PROVIDED PASSAGE —
--------------------------------------------------

Location
- 1835 Douglas Avenue Brewton, Alabama 36426 United States

Information
- Type: Public school
- School district: Brewton City Schools
- CEEB code: 010505
- Principal: Chuck Alford
- Faculty: 28
- Teaching staff: 24.28 (FTE)
- Grades: 9-12
- Student to teacher ratio: 14.62
- Colors: Red and white
- Athletics: Baseball, Basketball, Cheerleading, Cross Country, Football, Golf, Softball, Tennis, Track, Volleyball, Swimming
- Athletics conference: Alabama High School Athletic Association
- Mascot: Tigers
- Yearbook: The Tiger Roar
- Website: www.brewtoncityschools.org/o/trmhs

= T. R. Miller High School =

T. R. Miller High School is a public high school located in Brewton, Alabama educating students in grades 9-12. The school was named for local timber baron Thomas Richard Miller who financially contributed to the construction of the original school building. The school mascot is the T. R. Miller Tiger.

--------------------------------------------------

PROBLEMS TO SOLVE —
A - In the T. R. Miller High School profile, rewrite the part that opens with the words containing "- Grades: 9-12" and closes with "R. Miller Tiger.", putting "lumber magnate" in place of "timber baron".
B - Pick up the T. R. Miller High School profile after its last sentence and carry it forward.

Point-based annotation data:
--------------------------------------------------

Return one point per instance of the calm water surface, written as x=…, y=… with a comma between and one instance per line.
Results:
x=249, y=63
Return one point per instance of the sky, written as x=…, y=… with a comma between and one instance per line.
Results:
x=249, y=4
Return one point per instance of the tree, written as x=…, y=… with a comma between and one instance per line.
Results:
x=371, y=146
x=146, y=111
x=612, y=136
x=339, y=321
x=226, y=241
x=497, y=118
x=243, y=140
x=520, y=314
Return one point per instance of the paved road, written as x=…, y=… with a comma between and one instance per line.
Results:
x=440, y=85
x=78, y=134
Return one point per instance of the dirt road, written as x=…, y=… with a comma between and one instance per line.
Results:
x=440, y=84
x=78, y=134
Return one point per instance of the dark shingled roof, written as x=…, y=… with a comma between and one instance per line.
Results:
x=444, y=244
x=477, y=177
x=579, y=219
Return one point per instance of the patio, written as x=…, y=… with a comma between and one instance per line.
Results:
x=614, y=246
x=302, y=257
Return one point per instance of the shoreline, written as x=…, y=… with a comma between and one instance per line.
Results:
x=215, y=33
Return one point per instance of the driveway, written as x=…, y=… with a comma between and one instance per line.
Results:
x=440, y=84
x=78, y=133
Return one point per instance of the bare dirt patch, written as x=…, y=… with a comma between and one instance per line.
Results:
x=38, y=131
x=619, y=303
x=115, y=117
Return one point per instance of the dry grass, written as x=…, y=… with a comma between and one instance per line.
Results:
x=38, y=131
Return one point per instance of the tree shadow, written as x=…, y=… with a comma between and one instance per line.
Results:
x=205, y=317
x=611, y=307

--------------------------------------------------

EXERCISE ANSWERS —
A -
- Grades: 9-12
- Student to teacher ratio: 14.62
- Colors: Red and white
- Athletics: Baseball, Basketball, Cheerleading, Cross Country, Football, Golf, Softball, Tennis, Track, Volleyball, Swimming
- Athletics conference: Alabama High School Athletic Association
- Mascot: Tigers
- Yearbook: The Tiger Roar
- Website: www.brewtoncityschools.org/o/trmhs

= T. R. Miller High School =

T. R. Miller High School is a public high school located in Brewton, Alabama educating students in grades 9-12. The school was named for local lumber magnate Thomas Richard Miller who financially contributed to the construction of the original school building. The school mascot is the T. R. Miller Tiger.

B -
==Campus==
The current campus, located off Douglas Avenue in the northern section of town, was opened in 1962 after moving from the previous location, now the site of Brewton Elementary School, less than one mile south. The school consisted of three wings of classrooms, a lunch room, a gym, a choir room, an art room, and an office area. The school was expanded to include a fourth wing consisting of four science classrooms in 1994. More recent additions include an auditorium and band room (completed in 1998), a field house for the football program (completed in 2001), a new gym (completed in 2002), and a new football practice field, track, and concession stands (completed in 2011). In 2013, the lunchroom and two wings of classrooms were demolished. In 2014 a new wing consisting of sixteen classrooms and a lunchroom was completed. In 2014 construction also began on a second wing which would include more classrooms, a media center, and an office area. It was completed in 2015. The auditorium, band room, art room, choir room, two gyms, science wing, and field house were not torn down and are still in use. Renovations to the football stadium began in 2015 and included updates to the home bleachers, a new press box, and a new scoreboard. Renovations to the baseball field also began in 2015 and included new dugouts, new batting cages, a new scoreboard, and eventually new bleachers. In 2016, a new stadium was built to be used for track and field and football practice. In 2017, new tennis courts were built.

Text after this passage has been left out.